◆ **To do**:
**a)** In the TEX post below, how many 7c options were exercised according to the Appendix 3B announcement of 9 March?
**b)** Translate this sentence from the TEX post below into Spanish: "We'll find out in 14 days when directors have to report to market about changes in their interests if I'm right or wrong."

◆ **Extract provided**:
§ §

TEX target energy limited

theories on tex: a week in review.

  1. 6 Posts.
    It's been an interesting week watching this stock, and trying to read into the higher volumes and sell down. We could look at this due to potentially disgruntled holders frustrated at the ongoing delays, a lack of confidence in the upcoming wells, or even a sell down to finance the upcoming 5c options. However I think there is more to this than these factors.

    Looking at the trading patterns, it was consistent with someone selling down volume, that habit of leaving 500 shares on the buy side showed that there was more depth behind the sell and they were patient in trying to maintain the price. Most of the holders with 1m+ shares are connected in some way so we start to look at insiders.

    Now we move to the fact that TEX is in need of cash for the April drilling and the directors and significant shareholders have been supportive in the early conversion of options. Looking at Northern Star announcement last November (http://www.asx.com.au/asxpdf/20110824/pdf/420lkxthpsx584.pdf) and you'll see the same names and players involved. It seems to be the same game plan so the question comes is this the Directors or Investmet selling down to fund the early exercise?

    Looking to the recent Appendix 3B announcement on the 9th March, in particular the exercise of the 16,880,417 7c options, you could conclude that Investmet has exercised their 7c options. Now as a significant shareholder, this would fall within the 1% rule under s 671B of the Corporations Act and they would have been obligated to report that change within 2 business days. That hasn't occured, however looking at their previous significant shareholder annoucements, they have been consistently late so I wouldn't discount based on that reason. Assuming Investmet is converting options, we assume the other Directors are doing likewise. Hence the increased liklihood of selling down to fund this process per the Nothern Star model

    Volume over the last 48 hrs in TEX has slowed once it has dropped under 10c, which would be consistent with it not being financially sound to sell under the 10c conversion price. I can't explain the 500,000 at 9.5c though, other than it must be someone with cheaper options still to convert.

    Now this theory is all circumstantial, it could simply be one of the simple reasons in my first paragraph. We'll find out in 14 days when directors have to report to market about changes in their interests if I'm right or wrong. It's always fun to speculate regardless.

§ §

◆ **Dataset extract**:
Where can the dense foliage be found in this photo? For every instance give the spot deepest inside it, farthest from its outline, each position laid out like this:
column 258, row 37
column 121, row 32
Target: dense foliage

§ §

◆ **Answers to this exercise**:
**a)** 16,880,417 options at 7c were exercised.

**b)** Sabremos dentro de 14 días, cuando los directores tengan que informar al mercado sobre los cambios en sus participaciones, si tengo razón o no.